-- TASK OBJECTIVE --
Copy out, with no changes, the lines of the records below from the line containing "modern building and report the position of each." through the final line of the records, including both.
--- BEGIN ---
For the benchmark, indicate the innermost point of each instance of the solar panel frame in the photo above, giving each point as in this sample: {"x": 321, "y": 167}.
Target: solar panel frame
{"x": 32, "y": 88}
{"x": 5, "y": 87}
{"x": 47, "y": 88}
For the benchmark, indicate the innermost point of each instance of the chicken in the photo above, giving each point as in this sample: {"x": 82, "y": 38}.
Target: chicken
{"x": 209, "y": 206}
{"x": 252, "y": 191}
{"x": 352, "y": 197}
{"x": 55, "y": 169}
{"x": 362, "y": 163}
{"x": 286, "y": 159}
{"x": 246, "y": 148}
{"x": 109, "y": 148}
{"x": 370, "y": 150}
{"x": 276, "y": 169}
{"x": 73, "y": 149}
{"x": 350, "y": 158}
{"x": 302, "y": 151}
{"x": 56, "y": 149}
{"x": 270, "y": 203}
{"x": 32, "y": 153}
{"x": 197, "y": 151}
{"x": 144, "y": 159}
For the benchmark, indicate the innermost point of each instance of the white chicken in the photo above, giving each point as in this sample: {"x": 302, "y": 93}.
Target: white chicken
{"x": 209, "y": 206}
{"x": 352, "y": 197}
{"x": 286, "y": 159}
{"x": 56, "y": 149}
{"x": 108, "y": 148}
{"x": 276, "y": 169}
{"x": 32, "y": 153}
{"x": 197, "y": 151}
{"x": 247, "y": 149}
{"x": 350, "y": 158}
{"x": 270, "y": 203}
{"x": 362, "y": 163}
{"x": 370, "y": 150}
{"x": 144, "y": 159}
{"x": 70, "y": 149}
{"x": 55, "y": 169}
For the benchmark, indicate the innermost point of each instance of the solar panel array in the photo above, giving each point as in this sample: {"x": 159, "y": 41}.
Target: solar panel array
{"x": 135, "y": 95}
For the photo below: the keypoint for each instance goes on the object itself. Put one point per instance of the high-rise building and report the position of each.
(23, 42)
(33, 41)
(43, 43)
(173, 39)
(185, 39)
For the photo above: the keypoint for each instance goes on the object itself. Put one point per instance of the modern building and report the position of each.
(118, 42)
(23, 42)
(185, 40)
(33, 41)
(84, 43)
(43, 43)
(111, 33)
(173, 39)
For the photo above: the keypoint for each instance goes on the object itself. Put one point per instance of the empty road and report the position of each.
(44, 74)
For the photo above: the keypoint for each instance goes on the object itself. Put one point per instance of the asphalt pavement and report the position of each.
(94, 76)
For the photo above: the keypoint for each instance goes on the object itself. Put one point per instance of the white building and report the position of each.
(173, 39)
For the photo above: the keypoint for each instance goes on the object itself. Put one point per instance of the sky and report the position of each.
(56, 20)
--- END ---
-- COMPLETED TASK --
For the photo above: the keypoint for each instance goes on the object itself. Put one point per instance of the modern building and report the position of each.
(118, 42)
(23, 42)
(185, 40)
(33, 41)
(84, 43)
(43, 43)
(111, 33)
(173, 39)
For the photo above: the keypoint for each instance goes on the object itself. Put one point per instance of the empty road and report the position of each.
(44, 74)
For the photo above: the keypoint for each instance goes on the object itself. Put one point per instance of the asphalt pavement and report the position of each.
(94, 76)
For the photo above: the keypoint for each instance goes on the object itself. Put one point per instance of the white building and report the position of each.
(173, 39)
For the photo above: the keypoint for each instance goes on the object itself. Put one point per instance of the sky and report the position of each.
(56, 20)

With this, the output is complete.